Some good silver linings here, but what everyone needs to remember here is that nobody would be supporting this at all if facebook wasn’t intentionally predatory and bad for (all) people’s brains.

If regulators in Australia had a spine they would call for an end to those practices, and now that’s infinitely harder to do

[–] ms_lane@lemmy.world 39 points 3 days ago (3 children)

Some good silver linings here

Where?

The kids will move to less monitored platforms and even on things like YouTube, parental controls are now gone.

You need to have an account for parental controls to be applied to, kids aren't allowed an account, vis-a-vis, no more parental controls or monitoring for problem content.

[–] wheezy@lemmy.ml 36 points 2 days ago* (last edited 2 days ago) (2 children)

As someone that grew up with an "unmonitored" internet. I can say that it was significantly more healthy than the profit driven "keep watching" algorithm that is all of social media today.

Yeah. I saw "two girls one cup" and "lemon party". But, did I slowly have my perspective of reality changed by the 30 second videos I swiped on for hours at a time for days on end?

No, most of my time was spent learning about computers, "stealing" music, and chatting with my real life friends.

I don't think a kid today can experience that internet anymore. It's gone. But acting like "unmonitored" internet access is worse is pearl clutching and ignoring the fundamental problems the profit driven internet has created at the expense of societies mental health.

Kids will absolutely find another place to connect online in Australia. But, honestly, I think whatever that is will be healthier than the absolute brain rot that is profit driven social media.

We got to this point because parents think that kids need a monitored internet. Afraid of online predators. So it was passed off to corporations that learned how to systematically institute mental abuse in order to keep their apps open longer.

[–] noobdoomguy8658@feddit.org 8 points 2 days ago

I just wanna say hi, and I remember those days, too.

For a long time, I couldn't understand people saying they hate the Internet or their phone or anything like that, because I had been having a blast for so long and thought it was one of the most vibrant, fun, educational and useful part of my life that has taught me a lot.

But at some point I found myself scrolling the same site for hours, trying to tear my eyes off screen and telling myself that I wasn't enjoying myself and that I should stop, but I just couldn't. That's when I finally understood.

I try to bring back intention to this. I think what I want to do online first before I do it -- what topic to look for when I want to watch a video, what kind of news or discourse I want to read, what's that on my mind that I want to share. Talking to my peers, I often feel like this kind of approach has long been lost to not thinking for yourself and wanting entertainment to just sort of happen to you, predict what you want, guess.

Big money figuring out the Internet has been a very bad thing.

[–] The_Decryptor@aussie.zone 7 points 2 days ago

You need to have an account for parental controls to be applied to, kids aren’t allowed an account, vis-a-vis, no more parental controls or monitoring for problem content.

Except that YT hides pretty much everything interesting behind a login wall these days.

I tried to listen to a Daft Punk song yesterday in a private tab and was blocked.

[–] wheezy@lemmy.ml 9 points 2 days ago

It's a bandaid. And just like previous attempts like this all this will do is make Australian kids better at circumventing the censorship or using an alternative website. Which, honestly, is probably a positive in and of itself. I'd much rather my kid be visiting some random forum type website (like I grew up with) then the absolute brain rot that is social media algorithms.

> **Prompt 1**:
Turn the listing below into a Markdown table with two columns, Row and Listing line, numbering each non-blank line of the listing in order and leaving out blank lines.

> **Record list**:
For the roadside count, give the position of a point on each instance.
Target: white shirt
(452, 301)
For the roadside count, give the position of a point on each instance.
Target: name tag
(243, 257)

> **Prompt 2**:
Go on with the forum thread about keeping Australian kids off social media, starting after its final comment.

> **Task response 1**:
| Row | Listing line |
|---|---|
| 1 | For the roadside count, give the position of a point on each instance. |
| 2 | Target: white shirt |
| 3 | (452, 301) |
| 4 | For the roadside count, give the position of a point on each instance. |
| 5 | Target: name tag |
| 6 | (243, 257) |

> **Task response 2**:
Seeing "lemon party" posted before the mods removed it definitely fucked me up less than the slop being fed into the brains of teenagers on social media today.

[–] porcoesphino@mander.xyz 16 points 3 days ago* (last edited 3 days ago) (2 children)

I think that's easier said than done. There are a lot of negatives associated with social media and some are easier to put restrictions on (say violent content) but I don't think we really have a good grasp of all the ways use is associated with depression for example. And wouldn't some of this still fall back to age restricted areas, kind of like with movies?

But yeah, it would be nice to see more push back on the tech companies instead of the consumers

[–] The_v@lemmy.world 16 points 3 days ago (2 children)

Its a very simple fix with a few law changes.

  1. The act of promoting or curating user submitted data makes the company strictly liable for any damages done by the content.

  2. The deliberate spreading of harmful false information makes the hosting company liable for damages.

This would bankrupt Facebook, Twitter, etc within 6 months.

[–] Attacker94@lemmy.world 7 points 3 days ago (2 children)

The act of promoting or curating user submitted data makes the company strictly liable for any damages done by the content.

I assume you don't mean simply providing the platform for the content to be hosted, in that case I agree this would definetly help.

The deliberate spreading of harmful false information makes the hosting company liable for damages.

This one is damn near impossible to enforce for the sole reason of the word "deliberate", the issue is that I would not support such a law without that part.

[–] T156@lemmy.world 4 points 2 days ago

This one is damn near impossible to enforce for the sole reason of the word "deliberate", the issue is that I would not support such a law without that part.

It would also be easily abused, especially since someone would have to take a look and check, which would already put a bottleneck in the system, and the social media site would have to take it down to check, just in case, which gives someone a way to effectively remove posts.

[–] The_v@lemmy.world 3 points 2 days ago

I left out the hosting part for just that reason. The company has to activately do something to gain the liability. Right now the big social media companies are deliberately prioritizing harmful information to maximize engagement and generate money.

As for enforcement hosters have had to develop protocols for removal of illegal content since the very beginning. Its still out there and can be found, but laws and mostly due diligence from hosters, makes it more difficult to find. Its the reason Lemmy is not full of illegal pics etc. The hosters are actively removing it and banning accounts that publish it.

Those protocols could be modified to include obvious misinformation bots etc. Think about the number of studies that have shown that just a few accounts are the source of the majority of harmful misinformation on social media.

Of course any reporting system needs to be protected from abuse. The DMCA takedown abusers are a great example of why this is needed.

[–] porcoesphino@mander.xyz 1 points 2 days ago

That kind of aligns with some actions I would love to see but I don't really see how it helps in the example I used to highlight some of the harder things to fix, depression. How does that improve the correlation between social media use and depression in teenagers? I can see it will improve from special cases like removing posts pro eating disorder content but I'm pretty confident the depression correlation goes well beyond easy to moderate content.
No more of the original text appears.